▸ Entries supplied:
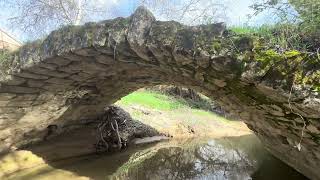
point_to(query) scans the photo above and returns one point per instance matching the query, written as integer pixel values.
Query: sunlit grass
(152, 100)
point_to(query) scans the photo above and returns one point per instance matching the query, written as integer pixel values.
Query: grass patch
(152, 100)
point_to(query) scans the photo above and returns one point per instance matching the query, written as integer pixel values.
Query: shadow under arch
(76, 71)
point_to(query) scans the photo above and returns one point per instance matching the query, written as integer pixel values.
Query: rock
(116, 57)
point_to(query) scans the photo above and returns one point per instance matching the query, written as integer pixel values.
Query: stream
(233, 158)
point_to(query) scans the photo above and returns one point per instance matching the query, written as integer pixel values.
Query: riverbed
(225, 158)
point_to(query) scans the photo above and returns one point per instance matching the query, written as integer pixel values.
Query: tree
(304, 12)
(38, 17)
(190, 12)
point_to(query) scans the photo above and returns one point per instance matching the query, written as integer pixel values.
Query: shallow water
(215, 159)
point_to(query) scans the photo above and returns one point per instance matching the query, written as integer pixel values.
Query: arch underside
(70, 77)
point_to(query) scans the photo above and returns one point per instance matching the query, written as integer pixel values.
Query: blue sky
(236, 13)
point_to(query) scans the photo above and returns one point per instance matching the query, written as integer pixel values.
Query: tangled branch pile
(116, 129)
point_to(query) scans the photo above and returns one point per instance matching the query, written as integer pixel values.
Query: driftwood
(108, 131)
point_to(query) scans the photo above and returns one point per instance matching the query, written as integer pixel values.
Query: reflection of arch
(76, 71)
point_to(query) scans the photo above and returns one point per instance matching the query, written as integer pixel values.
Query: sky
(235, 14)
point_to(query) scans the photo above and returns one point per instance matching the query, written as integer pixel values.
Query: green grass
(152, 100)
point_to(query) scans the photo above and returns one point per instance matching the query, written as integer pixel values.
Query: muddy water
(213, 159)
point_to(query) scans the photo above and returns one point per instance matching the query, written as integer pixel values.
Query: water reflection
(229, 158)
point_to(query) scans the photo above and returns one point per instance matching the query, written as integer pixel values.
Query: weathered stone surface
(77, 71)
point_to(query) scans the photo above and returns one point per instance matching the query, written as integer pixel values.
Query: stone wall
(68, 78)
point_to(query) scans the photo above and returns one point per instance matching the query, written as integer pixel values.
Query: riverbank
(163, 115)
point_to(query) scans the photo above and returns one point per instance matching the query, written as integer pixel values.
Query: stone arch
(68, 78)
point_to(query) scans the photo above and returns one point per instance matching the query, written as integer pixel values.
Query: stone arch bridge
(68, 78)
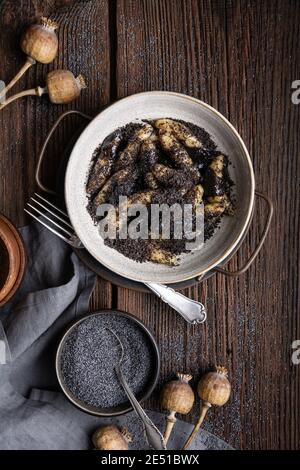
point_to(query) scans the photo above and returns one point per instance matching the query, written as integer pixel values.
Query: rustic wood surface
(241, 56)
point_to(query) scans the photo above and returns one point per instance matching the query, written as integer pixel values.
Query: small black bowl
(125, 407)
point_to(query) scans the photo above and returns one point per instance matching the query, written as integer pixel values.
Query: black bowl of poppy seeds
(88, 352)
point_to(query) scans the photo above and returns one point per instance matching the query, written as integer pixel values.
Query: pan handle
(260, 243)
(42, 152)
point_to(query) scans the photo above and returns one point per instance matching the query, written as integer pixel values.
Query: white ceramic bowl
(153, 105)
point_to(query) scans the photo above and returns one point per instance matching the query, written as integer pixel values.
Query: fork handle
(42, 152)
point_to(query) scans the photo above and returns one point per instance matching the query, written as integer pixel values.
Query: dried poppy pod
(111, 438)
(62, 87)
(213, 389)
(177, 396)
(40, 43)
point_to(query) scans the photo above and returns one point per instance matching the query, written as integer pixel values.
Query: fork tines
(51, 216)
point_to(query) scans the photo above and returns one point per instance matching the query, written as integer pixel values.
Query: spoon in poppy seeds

▸ What you need to do:
Where a picture appears, omit it, and otherwise retype the material exactly.

▸ Solution to this problem:
point_to(query) scans the photo above and returns one point per instance matching the query, written as integer pixel values.
Query: sunlit grass
(152, 100)
point_to(query) scans the photo above and returns one point per instance matching the query, written as integer pixel values.
Query: grass patch
(152, 100)
point_to(query) scans the photo above and returns one point per instance matching the query, written as integer pixel values.
Query: shadow under arch
(76, 71)
point_to(query) scans the photo above and returns one point per instance matching the query, written as integer pixel values.
Query: rock
(116, 57)
point_to(query) scans the photo above and returns one point per instance matching the query, written as integer pixel values.
Query: stream
(233, 158)
point_to(query) scans the photo above and returns one point per instance matching the query, written as integer pixel values.
Query: riverbed
(225, 158)
point_to(query) scans the photo above and returns one point per instance matching the query, written as integer pixel values.
Query: tree
(304, 12)
(38, 17)
(190, 12)
point_to(query) scans the photo above and returns one point per instance matching the query, written as integer pixel values.
Query: shallow water
(215, 159)
point_to(query) scans the photo above and returns one point per instance matching the query, written as integer pixel values.
Query: arch underside
(70, 77)
point_to(query) scans the photo above and returns one point per instance matching the query, written as integer pixel values.
Query: blue sky
(236, 13)
point_to(query) scans the photo above and returns one point per instance matching the query, written as integer pixel values.
Query: tangled branch pile
(116, 129)
point_to(query) scans the photo above and returns one point per instance matching the query, written as integer pixel values.
Query: driftwood
(108, 131)
point_to(query) scans the photo above and returns one point per instance matching the query, written as integer pixel values.
Query: reflection of arch
(76, 71)
point_to(query) scans the photo above and returns one point per instance matching the query, written as integer pixel values.
Query: sky
(235, 14)
point_to(query) scans the photo above and returns one point per instance matching the query, written as integer pixel values.
Query: green grass
(152, 100)
point_to(query) scans the photo above and returns one point per instance matching the query, written as integer pixel values.
Query: muddy water
(213, 159)
point_to(query) scans the photo above and returns one point per instance matching the query, written as integer pixel values.
Query: water reflection
(229, 158)
point_to(query) scans the photo above and returns one point per instance matching the query, written as integer pixel values.
Query: weathered stone surface
(77, 71)
point_to(query) scans the photo above and returns one point per instance matching the query, written as integer pixel values.
Query: stone wall
(68, 78)
point_to(query) scans the photo above and returns one point per instance matching the query, written as integer pixel values.
Query: riverbank
(163, 115)
point_to(query) scans the photo above and returns one point per instance matching the query, written as integer pixel values.
Query: stone arch
(68, 78)
point_to(query) scans the photo above and returns one point per instance matching the query, written as integer pixel values.
Query: stone arch bridge
(68, 78)
point_to(query) scans the photo above and returns one point per instance matching the query, written as integer pixel values.
Query: rustic wood surface
(241, 56)
point_to(query) scans the photo above and returns one point per instance matching the query, written as integer pixel values.
Query: small black bowl
(125, 407)
point_to(query) scans the photo above and returns one point per instance matching the query, written as integer pixel values.
Query: black bowl of poppy seeds
(88, 352)
point_to(query) scans the photo above and returns one point per instance matching the query, written as integer pixel values.
Query: pan handle
(260, 243)
(42, 152)
point_to(query) scans the photo above and returns one point per instance matching the query, written as integer pixel values.
Query: white ceramic bowl
(153, 105)
point_to(query) scans the photo above and returns one point per instance matching the query, written as integer pixel values.
Query: fork handle
(42, 152)
point_to(query) scans the photo above and returns one point per instance matching the query, written as integer pixel values.
Query: dried poppy pod
(111, 438)
(62, 87)
(213, 389)
(177, 396)
(40, 43)
point_to(query) scans the photo above and returns one point per instance matching the query, written as integer pixel values.
Query: fork tines
(51, 216)
point_to(query) scans the photo above and returns one point per instance matching the query, written as integer pixel values.
Query: spoon in poppy seeds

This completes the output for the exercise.